*WHAT YOU NEED TO DO*: Extract every line of the items below verbatim, omitting the pictures.

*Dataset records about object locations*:
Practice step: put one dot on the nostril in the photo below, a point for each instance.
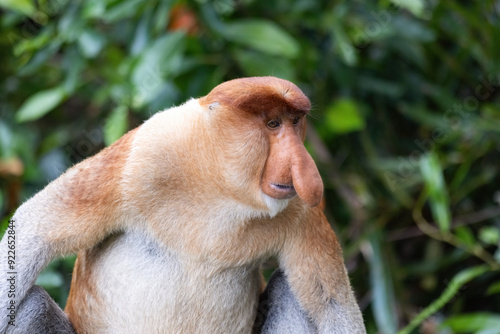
(283, 186)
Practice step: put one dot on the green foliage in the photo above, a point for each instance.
(405, 125)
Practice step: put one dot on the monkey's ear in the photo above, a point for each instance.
(213, 106)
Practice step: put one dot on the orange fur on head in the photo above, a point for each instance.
(289, 168)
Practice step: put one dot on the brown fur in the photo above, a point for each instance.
(210, 184)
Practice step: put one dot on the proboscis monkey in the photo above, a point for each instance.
(172, 222)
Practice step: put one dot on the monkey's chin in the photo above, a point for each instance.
(275, 205)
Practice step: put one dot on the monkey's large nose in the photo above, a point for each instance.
(306, 179)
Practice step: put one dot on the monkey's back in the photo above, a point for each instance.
(129, 277)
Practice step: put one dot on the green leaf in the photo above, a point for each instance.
(116, 125)
(40, 104)
(258, 64)
(489, 235)
(438, 196)
(159, 61)
(91, 43)
(262, 35)
(343, 46)
(493, 289)
(384, 303)
(121, 10)
(24, 6)
(343, 116)
(416, 7)
(451, 290)
(465, 235)
(50, 279)
(473, 322)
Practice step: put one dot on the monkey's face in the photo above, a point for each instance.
(265, 125)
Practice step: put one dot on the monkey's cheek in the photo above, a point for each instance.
(279, 191)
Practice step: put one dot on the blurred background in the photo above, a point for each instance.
(405, 126)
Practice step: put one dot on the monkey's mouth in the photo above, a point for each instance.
(283, 190)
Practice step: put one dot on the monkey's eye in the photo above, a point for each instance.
(273, 124)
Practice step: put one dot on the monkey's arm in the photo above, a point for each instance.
(313, 294)
(74, 212)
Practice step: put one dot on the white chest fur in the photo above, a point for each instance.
(147, 289)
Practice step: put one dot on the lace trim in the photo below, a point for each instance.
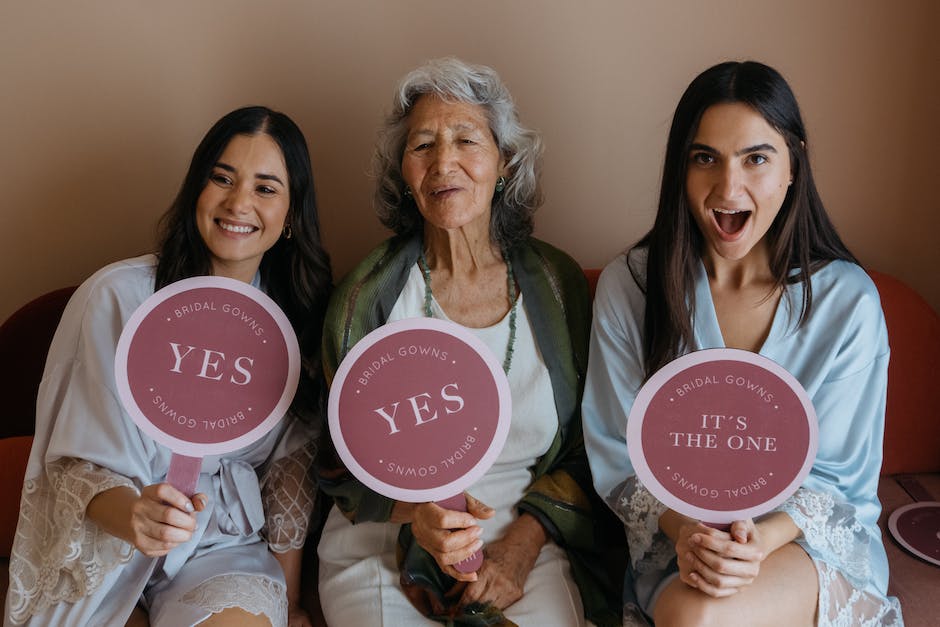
(843, 605)
(58, 554)
(650, 548)
(831, 529)
(253, 593)
(289, 495)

*THE RESULT*:
Practice step: put one dot on the nostril in the photo below, a point for each instance.
(283, 186)
Practice step: put one dot on the green foliage in the photo above, a point for each instance.
(405, 125)
Practice step: put one dot on the monkey's ear in the photo above, a point for each instance.
(213, 106)
Practice step: put one dot on the orange fur on head in the photo above, a point for each instance.
(289, 168)
Practice step: put one dot on the brown fur in the photo above, a point for each instance.
(210, 184)
Practice step: put one dot on the proboscis monkey in the photo above, a point for each instance.
(172, 222)
Practice step: put one dot on the monkey's chin in the photo above, a point for each instance.
(275, 205)
Practice step: put one dot on the monkey's large nose in the photo above, a point for each instance.
(306, 179)
Practice step: put one dot on the monkey's back in the photo above, a point for each instance.
(129, 277)
Practice step: put one dot on the green leaf in the photo above, a point for each instance.
(116, 125)
(40, 104)
(258, 64)
(489, 235)
(438, 196)
(159, 61)
(91, 43)
(262, 35)
(343, 46)
(493, 289)
(384, 303)
(121, 10)
(24, 6)
(343, 116)
(416, 7)
(451, 290)
(465, 235)
(50, 279)
(473, 322)
Practice step: put one dot on the monkey's face in the photo above, a point for each instance.
(265, 125)
Practice step: put one dot on the monkey's cheek in the photo above, a point for each instance.
(279, 191)
Practice step: put one dot on the blurred background in the photo above, a point for each instance.
(405, 126)
Practice step: put one dot on the monkey's mouth in the photo above, a point for each instance.
(283, 190)
Practice step: put one dot on the monkey's eye in the photo above, a point for each instance.
(273, 124)
Practice step: put one dot on the monkey's arm in the photo above, a point for each instance.
(313, 294)
(74, 212)
Practice step: put one dot on the white chest fur in the photo above, a point for each instance.
(147, 289)
Practice step: put one dot on the lace trim in the photo below, a point for each instance.
(843, 605)
(58, 554)
(650, 548)
(831, 529)
(253, 593)
(289, 495)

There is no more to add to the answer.